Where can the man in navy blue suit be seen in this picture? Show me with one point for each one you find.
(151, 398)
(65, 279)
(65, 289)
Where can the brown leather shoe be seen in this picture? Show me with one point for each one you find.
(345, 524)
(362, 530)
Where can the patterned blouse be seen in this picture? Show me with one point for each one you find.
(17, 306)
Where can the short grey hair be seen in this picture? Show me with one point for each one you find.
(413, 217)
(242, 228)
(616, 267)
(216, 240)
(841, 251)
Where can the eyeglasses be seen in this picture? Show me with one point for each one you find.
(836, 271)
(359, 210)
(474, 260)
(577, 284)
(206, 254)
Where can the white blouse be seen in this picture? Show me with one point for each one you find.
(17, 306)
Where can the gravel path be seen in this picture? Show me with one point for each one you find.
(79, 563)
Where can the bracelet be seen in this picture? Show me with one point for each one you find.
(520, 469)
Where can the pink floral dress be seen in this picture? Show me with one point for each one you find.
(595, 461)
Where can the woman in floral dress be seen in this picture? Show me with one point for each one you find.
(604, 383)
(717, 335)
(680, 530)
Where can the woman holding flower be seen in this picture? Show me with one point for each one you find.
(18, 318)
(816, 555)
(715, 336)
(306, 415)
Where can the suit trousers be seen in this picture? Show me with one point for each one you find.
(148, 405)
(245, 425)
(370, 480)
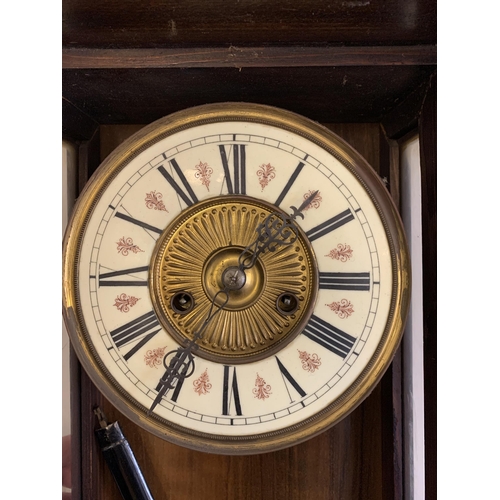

* _WHAT IS NEEDED_: An exact copy is needed of the lines running from the one containing "Where can the woman in" through the last line of the material, and of no others; pictures stay out.

* _PROBLEM SOLUTION_:
Where can the woman in floral dress be seen in this picture? Show me with one point for each one you find.
(604, 383)
(717, 335)
(680, 530)
Where can the woman holding flower be seen in this picture? Show me with one point for each one you find.
(18, 318)
(816, 555)
(715, 336)
(306, 415)
Where can the suit trousers be seen in this picture? Show me with one point for each one you find.
(148, 405)
(245, 425)
(370, 480)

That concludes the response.